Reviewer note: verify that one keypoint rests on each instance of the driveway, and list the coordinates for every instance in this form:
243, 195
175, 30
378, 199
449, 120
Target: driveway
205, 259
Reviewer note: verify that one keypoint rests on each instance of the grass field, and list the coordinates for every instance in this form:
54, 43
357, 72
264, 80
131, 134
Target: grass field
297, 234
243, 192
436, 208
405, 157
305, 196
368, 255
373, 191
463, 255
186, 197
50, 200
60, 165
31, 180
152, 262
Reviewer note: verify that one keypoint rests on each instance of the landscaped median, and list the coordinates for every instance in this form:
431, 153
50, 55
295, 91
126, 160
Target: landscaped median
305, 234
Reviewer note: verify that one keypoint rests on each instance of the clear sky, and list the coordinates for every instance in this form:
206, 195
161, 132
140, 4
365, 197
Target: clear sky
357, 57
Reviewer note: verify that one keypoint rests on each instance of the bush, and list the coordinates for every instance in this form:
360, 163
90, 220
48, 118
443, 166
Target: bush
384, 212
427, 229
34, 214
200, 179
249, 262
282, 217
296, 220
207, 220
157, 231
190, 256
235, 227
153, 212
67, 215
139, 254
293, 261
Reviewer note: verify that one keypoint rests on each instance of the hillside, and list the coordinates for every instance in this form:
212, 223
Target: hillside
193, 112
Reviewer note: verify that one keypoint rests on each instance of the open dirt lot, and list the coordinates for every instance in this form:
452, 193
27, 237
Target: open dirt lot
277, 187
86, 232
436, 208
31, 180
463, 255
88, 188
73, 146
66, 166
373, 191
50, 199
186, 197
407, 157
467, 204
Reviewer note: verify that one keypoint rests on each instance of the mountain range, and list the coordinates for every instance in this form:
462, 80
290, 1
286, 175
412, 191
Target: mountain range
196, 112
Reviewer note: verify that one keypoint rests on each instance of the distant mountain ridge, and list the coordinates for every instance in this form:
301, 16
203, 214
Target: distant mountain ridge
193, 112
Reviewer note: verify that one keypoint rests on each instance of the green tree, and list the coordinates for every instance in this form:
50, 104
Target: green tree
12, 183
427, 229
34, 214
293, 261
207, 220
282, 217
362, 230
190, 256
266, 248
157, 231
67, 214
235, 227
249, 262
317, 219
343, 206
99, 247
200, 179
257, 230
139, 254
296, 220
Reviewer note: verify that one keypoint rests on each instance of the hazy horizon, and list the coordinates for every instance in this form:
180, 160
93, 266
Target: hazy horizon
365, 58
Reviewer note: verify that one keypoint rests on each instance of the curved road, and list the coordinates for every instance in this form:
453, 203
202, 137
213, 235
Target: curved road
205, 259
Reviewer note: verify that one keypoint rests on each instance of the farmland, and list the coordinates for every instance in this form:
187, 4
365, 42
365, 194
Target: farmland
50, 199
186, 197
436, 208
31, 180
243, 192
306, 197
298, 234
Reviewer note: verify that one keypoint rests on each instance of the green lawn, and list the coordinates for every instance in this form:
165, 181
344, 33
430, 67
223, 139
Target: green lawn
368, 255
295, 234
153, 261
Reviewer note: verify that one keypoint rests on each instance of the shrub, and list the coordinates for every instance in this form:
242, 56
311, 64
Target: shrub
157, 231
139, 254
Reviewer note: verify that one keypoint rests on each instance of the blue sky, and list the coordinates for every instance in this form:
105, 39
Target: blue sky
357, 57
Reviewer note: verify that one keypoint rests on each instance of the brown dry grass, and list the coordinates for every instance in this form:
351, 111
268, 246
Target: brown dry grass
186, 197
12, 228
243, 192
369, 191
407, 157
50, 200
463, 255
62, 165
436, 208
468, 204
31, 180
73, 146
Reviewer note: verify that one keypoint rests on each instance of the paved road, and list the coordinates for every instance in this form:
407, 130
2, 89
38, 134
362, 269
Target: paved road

• Instruction
Rewrite the records, starting at the line that contains "green lawn, and" and going through the end of the records, with the requests included. Raise every coordinate in the answers by 87, and keep the requests and their sample coordinates as they are.

• Worked answer
Reviewer note: verify that one keypoint rests on each instance of the green lawn, and list the coordinates for every instance in this form:
165, 181
344, 33
430, 67
223, 139
Target: green lawn
455, 342
382, 321
240, 348
Reviewer note: verify that one keypoint rests on each instance of the shrub, and list the coordinates for every instance in this form:
242, 56
311, 64
Target: shrub
244, 318
226, 341
Reviewer note: verify that one keypoint rests on each instance of the blue sky, and list the coordinates for every instance in this form:
105, 39
Target: blue sky
444, 144
Reviewer note: verify that one keypoint rests on each instance of the brown dry grass, and list the coordinates for every instance in this form:
351, 111
268, 246
Target: brown dry grass
273, 284
99, 315
330, 279
456, 278
494, 244
137, 287
550, 342
149, 252
523, 295
555, 291
118, 267
160, 233
Reviewer note: verify that one keypoint rests on each instance of the paved road, and list the coordinates for every instance in this form:
407, 130
2, 89
38, 134
362, 269
Target: paved road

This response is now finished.